Short task - Rewrite every item below in full, requests included but pictures omitted, and increase each coordinate in the answer points by 82. Keep the sample points inside the requests unchanged.

Items from a data collection -

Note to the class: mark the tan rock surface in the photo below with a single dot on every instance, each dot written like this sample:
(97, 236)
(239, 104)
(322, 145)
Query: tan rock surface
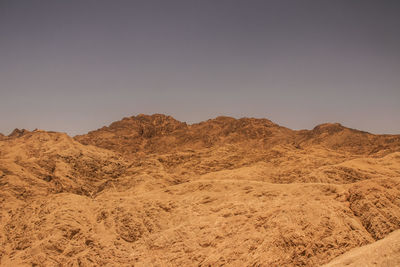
(153, 191)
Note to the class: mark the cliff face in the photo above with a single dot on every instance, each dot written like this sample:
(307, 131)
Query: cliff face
(150, 190)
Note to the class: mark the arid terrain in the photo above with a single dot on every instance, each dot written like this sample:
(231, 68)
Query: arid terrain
(154, 191)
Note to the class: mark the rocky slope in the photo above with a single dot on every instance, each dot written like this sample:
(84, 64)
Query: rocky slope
(153, 191)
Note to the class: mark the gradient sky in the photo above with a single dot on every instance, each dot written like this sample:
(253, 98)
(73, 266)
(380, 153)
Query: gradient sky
(74, 66)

Solution to the problem -
Note to the class: mark the tan rock surface in the photo below with a single dot on every instance, each dot written like this sample:
(97, 236)
(239, 104)
(322, 145)
Query: tan rock surface
(235, 273)
Note to the class: mark the cliff face in the photo above with a single dot on every instance, each dot written like this sample:
(307, 131)
Query: cliff face
(232, 272)
Note to the class: mark the arid terrain in the photo above with a single dot on every instance, each dot written like this sample:
(231, 68)
Query: arid terrain
(236, 273)
Note to the class: mark the rocky slope in the photo above with a single dot on every instance, each dot written like this sample:
(84, 64)
Query: rocky slope
(235, 273)
Note to the class: mark the gradient sky in the photo above with a single dot on every instance, each dot written like this sample:
(253, 98)
(73, 266)
(380, 153)
Query: gradient sky
(156, 148)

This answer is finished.